Could you copy each of the items below line for line, without changing a word?

- Input records:
◇ ◇ ◇
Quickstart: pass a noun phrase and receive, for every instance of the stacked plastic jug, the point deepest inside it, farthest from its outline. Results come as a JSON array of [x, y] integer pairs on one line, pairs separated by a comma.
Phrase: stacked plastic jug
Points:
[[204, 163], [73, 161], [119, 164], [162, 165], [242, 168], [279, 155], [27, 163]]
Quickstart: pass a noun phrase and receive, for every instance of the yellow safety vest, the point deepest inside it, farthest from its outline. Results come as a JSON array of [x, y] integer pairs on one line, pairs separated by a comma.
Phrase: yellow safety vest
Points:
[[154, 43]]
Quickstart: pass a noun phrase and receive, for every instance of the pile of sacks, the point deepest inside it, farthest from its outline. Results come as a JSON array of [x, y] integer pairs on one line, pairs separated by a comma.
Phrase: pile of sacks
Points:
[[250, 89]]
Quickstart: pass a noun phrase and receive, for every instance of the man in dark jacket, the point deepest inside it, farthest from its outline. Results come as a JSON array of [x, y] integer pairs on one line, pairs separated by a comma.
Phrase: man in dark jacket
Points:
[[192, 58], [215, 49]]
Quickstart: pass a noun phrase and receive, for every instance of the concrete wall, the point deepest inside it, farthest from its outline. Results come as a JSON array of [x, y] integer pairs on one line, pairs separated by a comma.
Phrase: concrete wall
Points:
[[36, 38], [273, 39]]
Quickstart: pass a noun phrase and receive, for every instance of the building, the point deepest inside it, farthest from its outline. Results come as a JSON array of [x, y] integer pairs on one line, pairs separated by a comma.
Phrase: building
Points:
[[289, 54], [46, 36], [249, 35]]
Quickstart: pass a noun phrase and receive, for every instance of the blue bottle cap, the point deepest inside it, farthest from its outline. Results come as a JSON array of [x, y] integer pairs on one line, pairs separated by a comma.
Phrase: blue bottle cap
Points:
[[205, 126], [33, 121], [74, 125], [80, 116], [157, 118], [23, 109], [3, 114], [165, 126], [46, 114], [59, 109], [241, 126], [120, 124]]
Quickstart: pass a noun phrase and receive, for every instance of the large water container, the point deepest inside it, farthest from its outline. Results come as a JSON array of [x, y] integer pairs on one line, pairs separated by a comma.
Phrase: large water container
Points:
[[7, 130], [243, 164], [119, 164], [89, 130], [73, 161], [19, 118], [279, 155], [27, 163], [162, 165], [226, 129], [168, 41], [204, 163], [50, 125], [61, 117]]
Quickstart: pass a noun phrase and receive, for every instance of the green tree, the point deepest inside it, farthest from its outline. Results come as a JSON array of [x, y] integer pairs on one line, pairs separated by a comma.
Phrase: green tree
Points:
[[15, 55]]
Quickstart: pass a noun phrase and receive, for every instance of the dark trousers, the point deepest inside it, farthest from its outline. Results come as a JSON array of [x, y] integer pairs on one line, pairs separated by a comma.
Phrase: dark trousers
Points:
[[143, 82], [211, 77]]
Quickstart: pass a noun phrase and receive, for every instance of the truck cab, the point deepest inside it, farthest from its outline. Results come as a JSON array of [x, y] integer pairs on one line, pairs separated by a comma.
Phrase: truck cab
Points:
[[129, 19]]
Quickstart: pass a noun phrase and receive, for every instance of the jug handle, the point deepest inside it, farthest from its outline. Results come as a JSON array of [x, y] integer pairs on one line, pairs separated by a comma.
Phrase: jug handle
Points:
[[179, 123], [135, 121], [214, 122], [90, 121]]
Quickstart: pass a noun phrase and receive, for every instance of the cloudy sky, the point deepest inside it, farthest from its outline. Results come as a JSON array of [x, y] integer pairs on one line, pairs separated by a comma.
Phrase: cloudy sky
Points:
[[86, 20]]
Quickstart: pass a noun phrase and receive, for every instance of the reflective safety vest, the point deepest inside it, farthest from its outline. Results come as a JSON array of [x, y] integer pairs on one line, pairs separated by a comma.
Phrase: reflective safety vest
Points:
◇ ◇ ◇
- Exercise output:
Quickstart: pass a noun phrase and receive, for every instance of the stacked plastic jug, the point deepest inside it, farthest from its outline. Results come as a JSON array of [x, y] integer pairs on one line, pairs separated by a comma.
Phrase: stacked plastic jug
Points:
[[204, 163], [73, 161], [119, 164], [162, 165], [242, 168], [279, 155], [27, 163]]
Quickstart: pass a noun phrase and receive, for every instance of the yellow safety vest, the point deepest inside it, farthest from its outline. Results come as a JSON array of [x, y] integer pairs on one line, pairs separated by a comma.
Phrase: yellow safety vest
Points:
[[154, 43]]
Quickstart: pass a noun phrase and receive, for every instance of the pile of sacks, the point deepest inside it, farthest from its outline. Results come as a JSON array of [x, y] integer pairs on one line, pairs separated by a comma.
Phrase: pile of sacks
Points:
[[250, 89]]
Quickstart: pass a noun phrase and receive, for every instance of the man in dark jacket, the point deepest inside it, farthest from its outline. Results come as a JSON array of [x, y] integer pairs on one line, pairs separated by a comma.
Phrase: man in dark jacket
Points:
[[192, 58], [215, 49]]
Quickstart: pass a noun phrase and receive, for every instance of the concrete wall, the point deepest inside it, farthest from its outline. Results come as a JSON array of [x, y] integer pairs on one line, pairs separated by a comma.
Phrase: concrete wall
Points:
[[36, 38], [273, 39]]
Quickstart: pass a noun phrase and receive, for every instance of the building, the point deepest inside it, farthest from its outline. Results come as a JSON array of [x, y] integer pairs on one line, pairs separated by a comma.
Phrase: building
Points:
[[289, 54], [46, 36], [249, 35]]
Quickstart: pass a noun phrase and receive, for every instance of the blue bottle cap, the point deepest inside it, farthest from its outline. Results come as a JSON array of [x, y] integer pairs on one line, pairs separated by a comma.
Phrase: blue bottle cap
Points:
[[205, 126], [33, 121], [74, 125], [80, 116], [157, 118], [23, 109], [3, 114], [165, 126], [46, 114], [59, 109], [241, 126], [120, 124]]
Quickstart: pass a noun phrase and receive, for every instance of the large water container, the point deepest inside it, farthest from its outline. Results come as a JSON array of [x, y] integer pairs on one line, pairs separated by a comma.
Phrase: large water container
Points:
[[7, 130], [243, 164], [119, 164], [89, 130], [73, 161], [19, 118], [279, 155], [27, 163], [162, 165], [226, 129], [168, 41], [204, 163], [50, 125], [61, 117]]
Quickstart: pass a noun phrase and receive, for every instance of the green tree, the point deepest inside it, farthest from its outline. Results come as a JSON array of [x, y] integer pairs on one line, pairs separated by a comma.
Phrase: green tree
Points:
[[15, 55]]
Quickstart: pass a noun phrase and receive, for every instance of the dark trousers, the point deepest inside it, farthest from its outline. Results come as a JSON array of [x, y] integer pairs on one line, pairs separated by a comma.
Phrase: dark trousers
Points:
[[143, 82], [211, 77]]
Quickstart: pass a noun phrase and receive, for every instance of the truck cab, the point deepest inside it, farthest from its outline. Results come as a JSON array of [x, y] integer pairs on one line, pairs separated by a comma.
Phrase: truck cab
Points:
[[129, 19]]
Quickstart: pass a noun phrase and receive, for every instance of the jug handle, the point deepest inside it, farthest from its outline. Results come as a JSON array of [x, y] integer pairs on one line, pairs separated by a comma.
Phrase: jug handle
Points:
[[179, 123], [135, 121], [214, 122], [90, 121]]
Quickstart: pass a noun phrase and receive, for every instance of the cloudy sky, the point deepest inside it, farthest from its outline. Results come as a JSON array of [x, y] integer pairs on one line, pairs separated by a comma.
Phrase: cloudy sky
Points:
[[86, 20]]
Quickstart: pass a noun phrase and receive, for every instance of the reflective safety vest, the point deepest inside it, farthest from its outline. Results come as a JSON array of [x, y] integer pairs on one line, pairs separated by a comma.
Phrase: reflective safety vest
Points:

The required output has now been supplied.